Using the listing below, report how many lines hold the word "bottom", and nothing else.

- - - - - - -

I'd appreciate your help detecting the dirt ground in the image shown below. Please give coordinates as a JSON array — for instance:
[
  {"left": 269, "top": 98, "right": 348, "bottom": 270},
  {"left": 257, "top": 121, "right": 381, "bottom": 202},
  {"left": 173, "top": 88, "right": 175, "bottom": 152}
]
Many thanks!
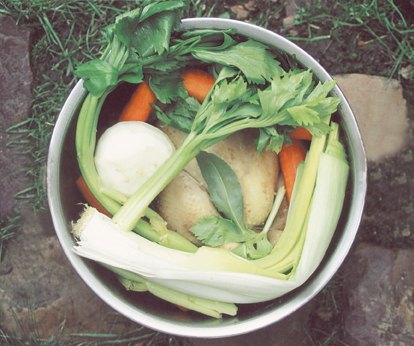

- - - - - - -

▶ Response area:
3